自然科学の研究だとそれはありえない。確かに、古い時代の人の名前が出てくることもありますが、それはまれで、その古代の人が書いた書物を研究のために真剣に読むことはないでしょう。いつでも、その時最新の研究論文を研究者は読みます。そして論文ではやはり1~2年遅れてしまうために、学会発表に参加して論文になる前の情報を必死でつかもうとします。最新の情報がいつでも重要です。
そうして考えると哲学という学問にはあまり進歩がないのでしょうか?人間というものがそんなに変わるものじゃないからだという答えはありえるかと思います。確かに、文学だったらそれは納得です。むしろ古典のほうが人間の忘却というフィルターを乗り越えて存在しているため価値があるといいます。文学作品はまず、その著者が死んで評価が固まらないと駄目だという人さえいます。
はたして、哲学は文学のような存在だと考えればいいのでしょうか?そして忘却のフィルターを通過した学者が偉大ということになるのでしょうか?

A 回答 (15件中1~10件)

哲学の中でも経験をもってしては答えられない「形而上学」の問題は今もって哲学の主要な問題で、これには原理的に言って進歩というものはありません。


たとえば、「存在とは何か?」「なぜ、世界は存在しているのか?」「神は、あるいはこの世界を超越した存在者があるのか?」「なぜ、私は私なのか?」「外部世界は存在すると言えるのか?」「過去は実在するのか?」「他人には心があるのか?」・・・・・などなど。
こうした問題は科学・物理学をもってしては答えられません。
科学・物理学は進歩・発展ということがあるけど、「形而上学」の問題というのはただ思考の中にのみあり、思考によってしか解決できず、解決がひじょうに難しい問題です。
「存在とは何か?」という問題は今から2500年前に古代ギリシャのプラトンやアリストテレスが問題にしましたが、アリストテレスはあまりにも厄介な問題だったので、存在論を回避して、実体論に逃げました。
アリストテレスはその「形而上学」という本で、「存在するモノの全体としての存在者を論じる」のが存在論といいましたが、ウーシアとか、ト・オンというギリシャ語に存在のほかに実体という意味があるのを利用して、実体を論じる方向に転じ、結局のところ、存在とは何かという問いは実体とは何か、という問いにすり替えられました。

* 提供資料 *
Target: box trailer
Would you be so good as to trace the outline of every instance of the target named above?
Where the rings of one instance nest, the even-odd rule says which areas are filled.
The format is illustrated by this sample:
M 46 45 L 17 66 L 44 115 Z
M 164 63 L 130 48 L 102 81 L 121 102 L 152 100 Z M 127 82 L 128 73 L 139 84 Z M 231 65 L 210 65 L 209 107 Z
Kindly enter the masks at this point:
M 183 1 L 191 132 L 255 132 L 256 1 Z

* 設定課題 1 *
読解文のうち、「科学・物理学は進歩・発展とい」から「避して、実体論に逃げました。」までの部分を一字も変えずに打ち直してください。
* 設定課題 2 *
読解文によると、アリストテレスは存在論を回避して何に逃げましたか。
資料は読解文とは別の出典から取られたものです。

* 最終解答 1 *
科学・物理学は進歩・発展ということがあるけど、「形而上学」の問題というのはただ思考の中にのみあり、思考によってしか解決できず、解決がひじょうに難しい問題です。
「存在とは何か?」という問題は今から2500年前に古代ギリシャのプラトンやアリストテレスが問題にしましたが、アリストテレスはあまりにも厄介な問題だったので、存在論を回避して、実体論に逃げました。

* 最終解答 2 *
実体論です。